Rewrite the material from its first line up to and including the line with "POLYGON ((301 110, 305", switching "woman's" to "person's" and keeping everything else the same. Omit the pictures.
-- START OF Supplied material --
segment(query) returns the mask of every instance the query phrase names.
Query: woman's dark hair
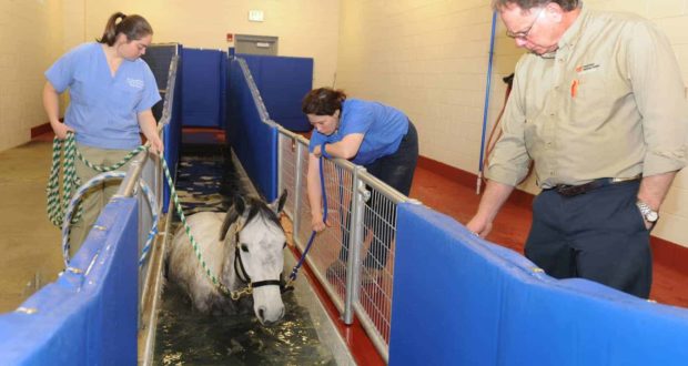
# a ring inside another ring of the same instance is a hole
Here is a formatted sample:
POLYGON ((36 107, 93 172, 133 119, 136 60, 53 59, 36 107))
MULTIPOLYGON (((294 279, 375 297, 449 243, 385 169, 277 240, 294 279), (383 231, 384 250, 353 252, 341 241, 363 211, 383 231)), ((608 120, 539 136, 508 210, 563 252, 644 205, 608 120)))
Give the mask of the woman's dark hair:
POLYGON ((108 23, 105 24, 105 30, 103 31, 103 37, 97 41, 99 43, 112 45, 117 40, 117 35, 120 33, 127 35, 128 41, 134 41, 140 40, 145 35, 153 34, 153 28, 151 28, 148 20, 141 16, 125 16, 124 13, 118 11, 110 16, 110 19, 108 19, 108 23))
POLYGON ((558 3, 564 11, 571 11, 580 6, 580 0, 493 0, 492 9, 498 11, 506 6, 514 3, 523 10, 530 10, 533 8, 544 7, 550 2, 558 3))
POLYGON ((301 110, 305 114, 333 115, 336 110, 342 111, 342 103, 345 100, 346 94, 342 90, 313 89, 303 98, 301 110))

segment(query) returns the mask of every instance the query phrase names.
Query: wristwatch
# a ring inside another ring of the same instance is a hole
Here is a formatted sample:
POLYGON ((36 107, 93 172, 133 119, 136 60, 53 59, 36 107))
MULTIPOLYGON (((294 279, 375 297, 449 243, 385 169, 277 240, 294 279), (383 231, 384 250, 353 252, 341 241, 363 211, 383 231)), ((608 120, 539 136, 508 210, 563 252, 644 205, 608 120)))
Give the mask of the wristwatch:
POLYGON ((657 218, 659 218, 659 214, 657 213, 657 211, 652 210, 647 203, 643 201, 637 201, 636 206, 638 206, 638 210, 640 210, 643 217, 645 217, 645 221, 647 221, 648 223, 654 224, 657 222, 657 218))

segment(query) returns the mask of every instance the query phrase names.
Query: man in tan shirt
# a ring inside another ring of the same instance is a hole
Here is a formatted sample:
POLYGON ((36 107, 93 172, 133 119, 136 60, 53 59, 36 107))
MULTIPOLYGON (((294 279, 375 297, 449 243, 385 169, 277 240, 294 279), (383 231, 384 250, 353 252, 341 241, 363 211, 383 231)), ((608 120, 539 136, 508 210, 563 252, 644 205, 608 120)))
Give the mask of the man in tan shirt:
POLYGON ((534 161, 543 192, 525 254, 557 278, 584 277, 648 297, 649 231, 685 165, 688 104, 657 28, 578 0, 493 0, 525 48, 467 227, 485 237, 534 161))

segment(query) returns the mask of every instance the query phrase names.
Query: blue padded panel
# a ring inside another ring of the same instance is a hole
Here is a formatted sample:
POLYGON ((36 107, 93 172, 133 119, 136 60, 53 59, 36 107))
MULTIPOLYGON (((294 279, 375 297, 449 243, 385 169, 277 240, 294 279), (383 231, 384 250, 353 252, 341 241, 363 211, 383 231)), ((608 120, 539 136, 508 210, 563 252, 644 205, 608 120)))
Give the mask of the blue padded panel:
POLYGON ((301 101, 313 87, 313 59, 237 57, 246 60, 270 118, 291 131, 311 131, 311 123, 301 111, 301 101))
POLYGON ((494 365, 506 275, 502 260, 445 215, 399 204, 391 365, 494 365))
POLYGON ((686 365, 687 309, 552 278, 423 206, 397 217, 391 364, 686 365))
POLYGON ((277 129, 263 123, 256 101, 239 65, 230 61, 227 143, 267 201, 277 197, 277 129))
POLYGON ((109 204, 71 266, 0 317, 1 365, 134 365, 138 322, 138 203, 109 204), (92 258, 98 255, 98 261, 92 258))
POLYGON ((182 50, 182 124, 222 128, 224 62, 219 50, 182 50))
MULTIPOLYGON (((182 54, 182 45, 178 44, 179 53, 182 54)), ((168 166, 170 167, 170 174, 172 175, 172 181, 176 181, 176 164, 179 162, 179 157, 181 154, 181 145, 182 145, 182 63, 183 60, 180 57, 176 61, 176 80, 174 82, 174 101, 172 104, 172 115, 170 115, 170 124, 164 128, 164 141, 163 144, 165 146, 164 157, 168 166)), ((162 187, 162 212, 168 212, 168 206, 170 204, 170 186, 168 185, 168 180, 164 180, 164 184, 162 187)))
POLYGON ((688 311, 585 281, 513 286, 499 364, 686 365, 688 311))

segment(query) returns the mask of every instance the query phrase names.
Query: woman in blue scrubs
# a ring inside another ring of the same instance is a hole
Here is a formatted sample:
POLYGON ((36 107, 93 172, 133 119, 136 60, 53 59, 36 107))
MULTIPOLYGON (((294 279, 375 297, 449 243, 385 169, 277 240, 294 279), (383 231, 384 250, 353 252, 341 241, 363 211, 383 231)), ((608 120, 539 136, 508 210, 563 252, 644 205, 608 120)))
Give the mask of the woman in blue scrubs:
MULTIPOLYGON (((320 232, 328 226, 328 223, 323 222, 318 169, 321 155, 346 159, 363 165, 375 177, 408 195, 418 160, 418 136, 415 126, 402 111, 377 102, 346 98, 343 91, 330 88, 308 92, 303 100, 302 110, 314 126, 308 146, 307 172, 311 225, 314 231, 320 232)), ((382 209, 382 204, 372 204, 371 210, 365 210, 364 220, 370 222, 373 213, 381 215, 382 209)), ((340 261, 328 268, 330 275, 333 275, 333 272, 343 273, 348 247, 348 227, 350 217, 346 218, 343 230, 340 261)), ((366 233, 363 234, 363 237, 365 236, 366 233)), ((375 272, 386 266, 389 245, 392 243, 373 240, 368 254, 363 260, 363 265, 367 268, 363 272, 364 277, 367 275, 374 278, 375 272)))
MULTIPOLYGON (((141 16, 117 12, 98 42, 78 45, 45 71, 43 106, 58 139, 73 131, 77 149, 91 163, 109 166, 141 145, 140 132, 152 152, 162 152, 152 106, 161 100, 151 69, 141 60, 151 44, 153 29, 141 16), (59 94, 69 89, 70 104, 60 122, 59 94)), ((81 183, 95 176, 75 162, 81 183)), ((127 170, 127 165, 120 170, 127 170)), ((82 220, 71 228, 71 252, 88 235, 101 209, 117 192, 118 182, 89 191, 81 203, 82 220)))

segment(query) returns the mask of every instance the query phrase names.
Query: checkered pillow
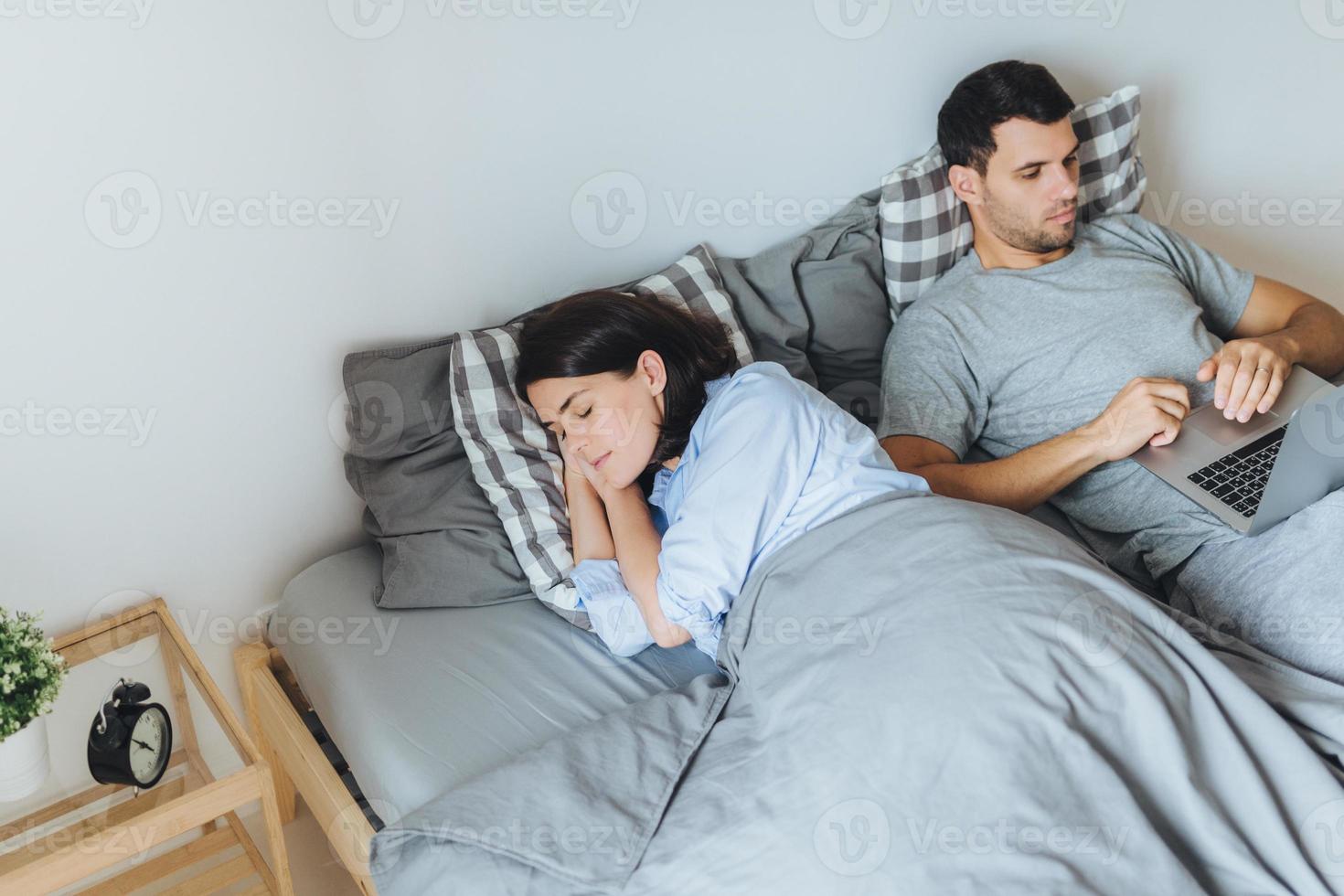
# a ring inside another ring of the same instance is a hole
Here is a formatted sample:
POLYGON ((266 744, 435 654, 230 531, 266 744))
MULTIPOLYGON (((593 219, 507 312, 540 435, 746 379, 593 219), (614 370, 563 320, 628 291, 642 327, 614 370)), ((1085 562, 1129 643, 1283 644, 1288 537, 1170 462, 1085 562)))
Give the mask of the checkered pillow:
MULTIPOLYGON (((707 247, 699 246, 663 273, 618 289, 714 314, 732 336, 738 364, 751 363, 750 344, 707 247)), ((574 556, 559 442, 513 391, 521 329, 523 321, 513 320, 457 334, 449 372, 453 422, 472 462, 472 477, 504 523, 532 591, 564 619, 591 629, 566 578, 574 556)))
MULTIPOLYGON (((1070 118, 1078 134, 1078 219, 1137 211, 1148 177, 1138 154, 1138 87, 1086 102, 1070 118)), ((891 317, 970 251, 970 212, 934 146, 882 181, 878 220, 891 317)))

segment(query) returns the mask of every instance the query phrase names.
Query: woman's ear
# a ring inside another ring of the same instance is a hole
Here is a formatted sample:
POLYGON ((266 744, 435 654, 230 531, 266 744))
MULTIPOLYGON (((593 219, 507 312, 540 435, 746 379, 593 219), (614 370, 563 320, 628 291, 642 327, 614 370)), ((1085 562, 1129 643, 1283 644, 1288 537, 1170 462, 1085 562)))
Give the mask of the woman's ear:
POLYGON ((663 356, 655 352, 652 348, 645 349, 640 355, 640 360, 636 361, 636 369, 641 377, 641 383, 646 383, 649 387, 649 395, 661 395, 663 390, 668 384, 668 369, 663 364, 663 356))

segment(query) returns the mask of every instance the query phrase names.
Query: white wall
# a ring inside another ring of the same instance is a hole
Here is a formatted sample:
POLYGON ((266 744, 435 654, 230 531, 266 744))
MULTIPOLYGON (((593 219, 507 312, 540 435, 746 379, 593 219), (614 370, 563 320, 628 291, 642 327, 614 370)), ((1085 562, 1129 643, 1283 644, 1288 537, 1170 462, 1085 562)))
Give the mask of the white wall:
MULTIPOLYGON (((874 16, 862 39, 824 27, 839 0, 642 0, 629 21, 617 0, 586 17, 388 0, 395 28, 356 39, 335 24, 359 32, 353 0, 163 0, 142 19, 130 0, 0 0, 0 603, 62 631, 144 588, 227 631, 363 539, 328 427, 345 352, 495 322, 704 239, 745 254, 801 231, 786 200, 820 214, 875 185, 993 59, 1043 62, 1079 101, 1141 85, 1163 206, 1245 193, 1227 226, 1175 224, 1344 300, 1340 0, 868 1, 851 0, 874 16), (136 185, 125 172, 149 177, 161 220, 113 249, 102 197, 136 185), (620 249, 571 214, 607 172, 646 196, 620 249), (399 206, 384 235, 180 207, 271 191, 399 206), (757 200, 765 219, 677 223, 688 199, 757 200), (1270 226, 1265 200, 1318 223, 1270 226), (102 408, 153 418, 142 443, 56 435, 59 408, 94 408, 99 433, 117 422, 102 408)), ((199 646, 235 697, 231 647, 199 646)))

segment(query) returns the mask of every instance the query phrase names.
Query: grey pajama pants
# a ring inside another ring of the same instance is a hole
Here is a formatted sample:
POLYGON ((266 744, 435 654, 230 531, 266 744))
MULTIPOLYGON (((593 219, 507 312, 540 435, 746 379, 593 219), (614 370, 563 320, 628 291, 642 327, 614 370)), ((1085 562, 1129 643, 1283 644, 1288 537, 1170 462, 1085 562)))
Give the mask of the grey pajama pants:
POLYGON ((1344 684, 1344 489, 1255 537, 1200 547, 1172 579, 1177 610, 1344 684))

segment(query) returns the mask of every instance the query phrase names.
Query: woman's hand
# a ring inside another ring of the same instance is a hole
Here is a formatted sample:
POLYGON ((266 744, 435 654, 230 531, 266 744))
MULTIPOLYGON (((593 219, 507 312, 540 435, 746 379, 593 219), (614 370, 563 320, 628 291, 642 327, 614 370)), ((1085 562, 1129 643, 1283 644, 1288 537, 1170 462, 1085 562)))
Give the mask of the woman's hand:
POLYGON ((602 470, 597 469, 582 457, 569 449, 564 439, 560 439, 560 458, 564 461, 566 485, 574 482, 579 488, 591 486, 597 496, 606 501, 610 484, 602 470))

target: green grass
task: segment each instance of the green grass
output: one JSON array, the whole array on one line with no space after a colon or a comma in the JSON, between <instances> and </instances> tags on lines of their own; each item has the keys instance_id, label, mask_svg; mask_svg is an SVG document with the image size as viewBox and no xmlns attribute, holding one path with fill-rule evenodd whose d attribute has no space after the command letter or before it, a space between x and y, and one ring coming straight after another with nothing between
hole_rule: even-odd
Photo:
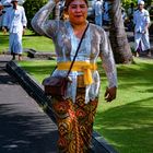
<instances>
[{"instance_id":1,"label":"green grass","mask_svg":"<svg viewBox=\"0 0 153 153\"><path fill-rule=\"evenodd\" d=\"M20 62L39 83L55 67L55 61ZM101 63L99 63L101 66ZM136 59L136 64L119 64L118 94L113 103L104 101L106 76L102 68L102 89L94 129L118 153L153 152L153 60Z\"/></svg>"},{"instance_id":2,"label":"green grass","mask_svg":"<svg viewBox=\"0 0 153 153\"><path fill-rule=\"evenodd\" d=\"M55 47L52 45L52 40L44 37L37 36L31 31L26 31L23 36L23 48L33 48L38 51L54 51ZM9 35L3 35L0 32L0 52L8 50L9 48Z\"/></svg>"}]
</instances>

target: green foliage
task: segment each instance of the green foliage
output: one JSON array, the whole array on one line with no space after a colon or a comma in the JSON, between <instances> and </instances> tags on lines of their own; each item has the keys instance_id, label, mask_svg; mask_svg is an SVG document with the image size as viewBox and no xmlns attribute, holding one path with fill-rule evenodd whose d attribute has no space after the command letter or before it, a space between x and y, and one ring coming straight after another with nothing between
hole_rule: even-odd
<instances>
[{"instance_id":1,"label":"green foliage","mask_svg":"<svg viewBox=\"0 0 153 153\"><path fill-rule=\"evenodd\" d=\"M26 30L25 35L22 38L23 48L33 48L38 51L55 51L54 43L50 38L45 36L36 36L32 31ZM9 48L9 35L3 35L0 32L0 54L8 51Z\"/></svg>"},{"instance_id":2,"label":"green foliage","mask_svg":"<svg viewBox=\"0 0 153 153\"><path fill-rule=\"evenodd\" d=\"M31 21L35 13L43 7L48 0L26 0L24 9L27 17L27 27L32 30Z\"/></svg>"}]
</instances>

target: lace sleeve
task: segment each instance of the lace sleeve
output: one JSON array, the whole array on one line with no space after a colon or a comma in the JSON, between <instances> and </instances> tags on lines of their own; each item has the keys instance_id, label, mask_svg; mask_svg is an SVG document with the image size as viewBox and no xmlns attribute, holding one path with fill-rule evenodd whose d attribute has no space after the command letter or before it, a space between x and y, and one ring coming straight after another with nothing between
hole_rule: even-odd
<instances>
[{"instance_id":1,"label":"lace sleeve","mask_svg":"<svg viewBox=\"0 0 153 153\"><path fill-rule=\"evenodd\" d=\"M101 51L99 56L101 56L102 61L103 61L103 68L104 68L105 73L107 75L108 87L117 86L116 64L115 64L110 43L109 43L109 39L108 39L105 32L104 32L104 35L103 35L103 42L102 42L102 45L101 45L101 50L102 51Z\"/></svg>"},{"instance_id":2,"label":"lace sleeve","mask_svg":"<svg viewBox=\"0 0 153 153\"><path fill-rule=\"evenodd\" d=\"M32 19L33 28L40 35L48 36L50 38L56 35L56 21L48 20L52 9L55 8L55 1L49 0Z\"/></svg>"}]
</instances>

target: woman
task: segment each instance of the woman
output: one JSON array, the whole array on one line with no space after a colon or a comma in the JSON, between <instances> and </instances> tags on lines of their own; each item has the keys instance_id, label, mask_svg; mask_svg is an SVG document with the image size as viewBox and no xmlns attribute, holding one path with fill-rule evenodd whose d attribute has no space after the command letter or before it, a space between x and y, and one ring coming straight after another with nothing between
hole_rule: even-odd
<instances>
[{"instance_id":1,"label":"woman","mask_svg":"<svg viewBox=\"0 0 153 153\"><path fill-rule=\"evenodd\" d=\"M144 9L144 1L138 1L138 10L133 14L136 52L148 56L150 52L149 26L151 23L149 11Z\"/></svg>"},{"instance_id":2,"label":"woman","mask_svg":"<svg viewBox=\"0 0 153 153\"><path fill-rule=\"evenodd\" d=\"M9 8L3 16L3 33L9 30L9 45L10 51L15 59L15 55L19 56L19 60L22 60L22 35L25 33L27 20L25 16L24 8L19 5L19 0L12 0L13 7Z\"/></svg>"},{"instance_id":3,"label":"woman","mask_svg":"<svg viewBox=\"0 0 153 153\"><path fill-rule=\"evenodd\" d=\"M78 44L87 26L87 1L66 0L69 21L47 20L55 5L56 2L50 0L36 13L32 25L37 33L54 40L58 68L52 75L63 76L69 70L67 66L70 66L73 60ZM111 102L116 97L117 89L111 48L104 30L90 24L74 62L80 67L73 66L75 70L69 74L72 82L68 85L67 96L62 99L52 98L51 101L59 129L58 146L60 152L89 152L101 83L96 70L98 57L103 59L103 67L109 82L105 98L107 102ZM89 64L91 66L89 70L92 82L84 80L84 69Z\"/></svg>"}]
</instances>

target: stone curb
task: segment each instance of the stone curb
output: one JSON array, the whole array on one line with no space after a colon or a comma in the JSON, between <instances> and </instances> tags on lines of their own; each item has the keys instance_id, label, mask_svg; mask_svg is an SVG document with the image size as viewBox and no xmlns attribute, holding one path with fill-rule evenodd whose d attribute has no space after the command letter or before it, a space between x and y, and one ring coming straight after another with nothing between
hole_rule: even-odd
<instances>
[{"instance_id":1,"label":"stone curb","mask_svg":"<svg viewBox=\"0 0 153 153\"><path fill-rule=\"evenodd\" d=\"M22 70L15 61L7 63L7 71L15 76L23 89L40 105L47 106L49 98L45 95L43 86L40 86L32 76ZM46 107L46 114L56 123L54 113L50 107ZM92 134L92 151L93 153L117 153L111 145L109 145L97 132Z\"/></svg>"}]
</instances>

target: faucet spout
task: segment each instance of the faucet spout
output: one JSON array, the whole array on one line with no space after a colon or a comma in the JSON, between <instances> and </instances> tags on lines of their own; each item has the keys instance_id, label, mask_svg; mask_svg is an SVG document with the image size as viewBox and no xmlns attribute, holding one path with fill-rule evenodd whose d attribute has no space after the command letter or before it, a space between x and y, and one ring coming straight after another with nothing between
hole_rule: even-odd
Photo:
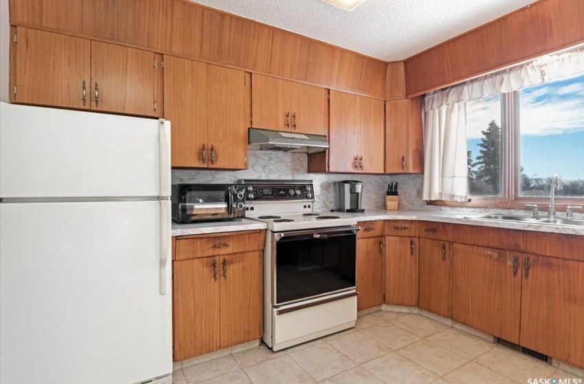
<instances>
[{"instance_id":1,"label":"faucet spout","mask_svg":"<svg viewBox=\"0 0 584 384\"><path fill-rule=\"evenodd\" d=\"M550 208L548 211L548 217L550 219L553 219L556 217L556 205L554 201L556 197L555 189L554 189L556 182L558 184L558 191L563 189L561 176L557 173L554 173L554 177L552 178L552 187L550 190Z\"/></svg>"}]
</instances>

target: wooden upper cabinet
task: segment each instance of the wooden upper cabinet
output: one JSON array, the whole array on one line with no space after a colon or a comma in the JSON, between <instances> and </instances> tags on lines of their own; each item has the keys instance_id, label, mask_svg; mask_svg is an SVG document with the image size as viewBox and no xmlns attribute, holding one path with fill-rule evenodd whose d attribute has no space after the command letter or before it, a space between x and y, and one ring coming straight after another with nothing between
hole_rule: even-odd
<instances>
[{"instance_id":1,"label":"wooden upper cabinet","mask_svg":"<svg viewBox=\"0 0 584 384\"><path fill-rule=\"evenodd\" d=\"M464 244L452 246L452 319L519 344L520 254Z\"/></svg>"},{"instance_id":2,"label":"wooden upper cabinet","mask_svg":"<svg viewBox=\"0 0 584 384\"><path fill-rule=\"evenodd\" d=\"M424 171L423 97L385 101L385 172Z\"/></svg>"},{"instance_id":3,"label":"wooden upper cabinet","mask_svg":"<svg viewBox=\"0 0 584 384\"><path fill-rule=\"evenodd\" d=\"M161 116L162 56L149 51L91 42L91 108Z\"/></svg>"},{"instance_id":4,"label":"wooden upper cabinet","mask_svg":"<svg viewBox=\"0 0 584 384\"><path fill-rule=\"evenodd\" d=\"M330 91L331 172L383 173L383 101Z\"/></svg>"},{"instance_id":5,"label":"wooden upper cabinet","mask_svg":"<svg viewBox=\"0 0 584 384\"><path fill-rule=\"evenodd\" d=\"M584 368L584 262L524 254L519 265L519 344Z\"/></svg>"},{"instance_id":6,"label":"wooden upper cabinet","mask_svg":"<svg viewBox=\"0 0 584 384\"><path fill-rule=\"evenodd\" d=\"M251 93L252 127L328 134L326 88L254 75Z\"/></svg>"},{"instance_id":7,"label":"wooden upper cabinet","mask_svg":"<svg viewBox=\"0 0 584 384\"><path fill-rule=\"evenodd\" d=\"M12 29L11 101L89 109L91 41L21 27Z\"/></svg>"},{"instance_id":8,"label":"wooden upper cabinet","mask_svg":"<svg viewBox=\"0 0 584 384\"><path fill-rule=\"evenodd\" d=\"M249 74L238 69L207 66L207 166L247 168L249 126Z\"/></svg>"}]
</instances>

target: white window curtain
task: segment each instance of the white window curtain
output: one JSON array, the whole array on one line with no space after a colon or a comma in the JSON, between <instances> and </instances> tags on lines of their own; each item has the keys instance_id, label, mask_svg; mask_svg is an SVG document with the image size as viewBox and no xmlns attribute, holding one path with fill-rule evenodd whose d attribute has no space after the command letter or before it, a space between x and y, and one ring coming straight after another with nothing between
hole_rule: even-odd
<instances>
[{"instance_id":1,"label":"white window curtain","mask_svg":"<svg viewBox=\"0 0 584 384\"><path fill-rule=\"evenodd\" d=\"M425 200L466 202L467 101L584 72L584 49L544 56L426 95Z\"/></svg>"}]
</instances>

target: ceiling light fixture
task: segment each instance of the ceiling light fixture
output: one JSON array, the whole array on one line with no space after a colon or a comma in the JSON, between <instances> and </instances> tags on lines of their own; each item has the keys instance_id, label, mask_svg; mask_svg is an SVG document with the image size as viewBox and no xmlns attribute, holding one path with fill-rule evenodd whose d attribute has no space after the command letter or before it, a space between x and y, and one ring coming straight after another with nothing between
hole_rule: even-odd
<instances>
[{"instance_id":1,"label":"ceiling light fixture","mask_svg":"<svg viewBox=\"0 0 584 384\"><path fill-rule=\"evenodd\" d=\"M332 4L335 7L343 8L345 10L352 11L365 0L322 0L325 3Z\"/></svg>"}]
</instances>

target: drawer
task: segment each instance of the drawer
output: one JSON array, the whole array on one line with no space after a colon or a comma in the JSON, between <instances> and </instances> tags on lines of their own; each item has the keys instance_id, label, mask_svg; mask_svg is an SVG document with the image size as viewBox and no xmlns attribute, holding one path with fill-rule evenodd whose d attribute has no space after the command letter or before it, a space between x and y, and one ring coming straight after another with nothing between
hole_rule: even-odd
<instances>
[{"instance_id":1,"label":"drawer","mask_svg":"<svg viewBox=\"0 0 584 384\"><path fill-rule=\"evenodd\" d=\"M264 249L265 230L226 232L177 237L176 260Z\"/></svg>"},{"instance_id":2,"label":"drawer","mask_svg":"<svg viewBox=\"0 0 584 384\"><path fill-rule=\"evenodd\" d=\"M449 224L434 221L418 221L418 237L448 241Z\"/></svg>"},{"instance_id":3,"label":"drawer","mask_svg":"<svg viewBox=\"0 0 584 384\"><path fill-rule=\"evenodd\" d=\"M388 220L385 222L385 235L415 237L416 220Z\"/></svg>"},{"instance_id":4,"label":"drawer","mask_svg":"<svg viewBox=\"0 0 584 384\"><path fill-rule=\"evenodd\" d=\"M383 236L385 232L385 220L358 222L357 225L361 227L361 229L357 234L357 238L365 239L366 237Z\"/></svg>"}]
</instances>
-- END OF Supplied material --
▸ Exercise output:
segment(query) returns the mask of every instance the query phrase names.
Query: person's dark hair
# a ring inside another ring of the same instance is a hole
Here is a formatted sample:
POLYGON ((36 107, 93 172, 133 119, 136 60, 53 59, 36 107))
MULTIPOLYGON (((294 279, 375 297, 449 243, 385 169, 277 240, 294 279), (383 231, 384 250, 353 252, 341 241, 363 211, 383 231)), ((608 120, 539 136, 508 210, 563 252, 644 205, 608 120)))
Give the mask of the person's dark hair:
POLYGON ((108 23, 105 24, 105 30, 103 31, 103 37, 97 41, 99 43, 112 45, 117 40, 117 35, 120 33, 127 35, 128 41, 134 41, 140 40, 145 35, 153 34, 153 28, 151 28, 148 20, 141 16, 125 16, 124 13, 118 11, 110 16, 110 19, 108 19, 108 23))
POLYGON ((558 3, 564 11, 571 11, 580 6, 580 0, 493 0, 492 9, 498 11, 506 6, 514 3, 523 10, 530 10, 533 8, 544 7, 550 2, 558 3))
POLYGON ((301 110, 305 114, 333 115, 336 110, 342 111, 342 103, 345 100, 346 94, 342 90, 313 89, 303 98, 301 110))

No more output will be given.